(Coordinate annotation entries)
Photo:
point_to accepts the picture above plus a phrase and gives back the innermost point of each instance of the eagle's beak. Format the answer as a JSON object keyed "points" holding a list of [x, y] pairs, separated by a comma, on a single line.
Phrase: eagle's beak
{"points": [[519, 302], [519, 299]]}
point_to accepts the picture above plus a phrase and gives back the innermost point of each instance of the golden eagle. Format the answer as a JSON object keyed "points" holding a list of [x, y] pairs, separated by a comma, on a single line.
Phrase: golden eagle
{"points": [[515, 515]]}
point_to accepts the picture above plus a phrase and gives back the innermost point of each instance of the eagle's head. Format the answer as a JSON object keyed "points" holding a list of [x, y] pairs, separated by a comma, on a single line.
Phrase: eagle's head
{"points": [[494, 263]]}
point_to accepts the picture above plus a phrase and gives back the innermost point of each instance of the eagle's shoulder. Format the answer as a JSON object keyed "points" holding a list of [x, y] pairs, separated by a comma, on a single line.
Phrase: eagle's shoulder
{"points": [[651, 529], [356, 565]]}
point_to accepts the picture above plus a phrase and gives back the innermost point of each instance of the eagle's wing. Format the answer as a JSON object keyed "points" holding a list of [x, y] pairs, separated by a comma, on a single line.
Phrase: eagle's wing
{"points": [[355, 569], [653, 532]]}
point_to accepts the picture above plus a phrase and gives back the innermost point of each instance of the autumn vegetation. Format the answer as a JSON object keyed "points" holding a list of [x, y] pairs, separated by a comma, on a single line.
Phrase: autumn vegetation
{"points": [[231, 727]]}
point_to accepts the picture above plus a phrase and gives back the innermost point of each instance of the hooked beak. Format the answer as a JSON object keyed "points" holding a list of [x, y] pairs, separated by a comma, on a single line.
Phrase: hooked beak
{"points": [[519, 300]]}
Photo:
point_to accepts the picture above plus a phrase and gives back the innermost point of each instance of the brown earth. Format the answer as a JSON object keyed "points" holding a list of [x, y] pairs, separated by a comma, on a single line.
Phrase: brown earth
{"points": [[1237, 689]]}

What to do: Please output every line of all the items above as a numbered list, leaving out blank lines.

Reply:
1. Photo:
2. point_to accepts the picture above plus a phrase and gives back the innermost point of each instance of the eagle's beak. Format the answer as a JSON object keyed "points" holding a list of [x, y] pairs, separated by a comma, on a single line.
3. Phrase: eagle's beak
4. {"points": [[519, 302], [519, 299]]}
5. point_to accepts the picture above plus a phrase and gives back the innermost point of each instance of the golden eagle. Format the answer as a JSON object keyed "points" holding a list of [x, y] pairs, separated by a comma, on a single line.
6. Phrase: golden eagle
7. {"points": [[515, 515]]}
8. point_to accepts the picture above plus a phrase and gives back the innermost point of each instance of the eagle's head. Format the answer as a JSON object keyed "points" holding a list of [x, y] pairs, separated by a comma, on a single line.
9. Phrase: eagle's head
10. {"points": [[494, 263]]}
11. point_to accepts the picture above plus a phrase and gives back the innermost point of each instance of the eagle's shoulder. Format the answer as a JSON object keyed "points" holding a list of [x, y] pairs, separated by a comma, on a single line.
12. Phrase: eagle's shoulder
13. {"points": [[651, 529], [356, 565]]}
14. point_to accepts the picture above plus a phrase and gives back the innermost point of each instance of the eagle's wing. Format the answer as a JSON object keyed "points" holding a list of [x, y] pairs, separated by a comma, on a single line.
15. Phrase: eagle's wing
16. {"points": [[355, 569], [653, 532]]}
17. point_to accepts the picture above plus a phrase and gives back the innermost point of each instance of the autumn vegetation. Format the answer as a JSON object keyed "points" holding a list of [x, y] pairs, separated by a comma, on a single line.
18. Phrase: autumn vegetation
19. {"points": [[231, 727]]}
20. point_to accepts the picture above plus a phrase and gives back the innermost point of each instance of the hooked beak. Format the answer as a JSON object keyed "points" holding a list of [x, y] pairs, separated by a comma, on a single line.
21. Phrase: hooked beak
22. {"points": [[519, 300]]}
23. Photo:
24. point_to accepts the picture above plus a phrase and gives back the innermost point of each instance of the brown earth. Format the answer as a JSON object keyed "points" holding a list of [x, y] pairs, separated by a comma, on a single line.
25. Phrase: brown earth
26. {"points": [[1237, 689]]}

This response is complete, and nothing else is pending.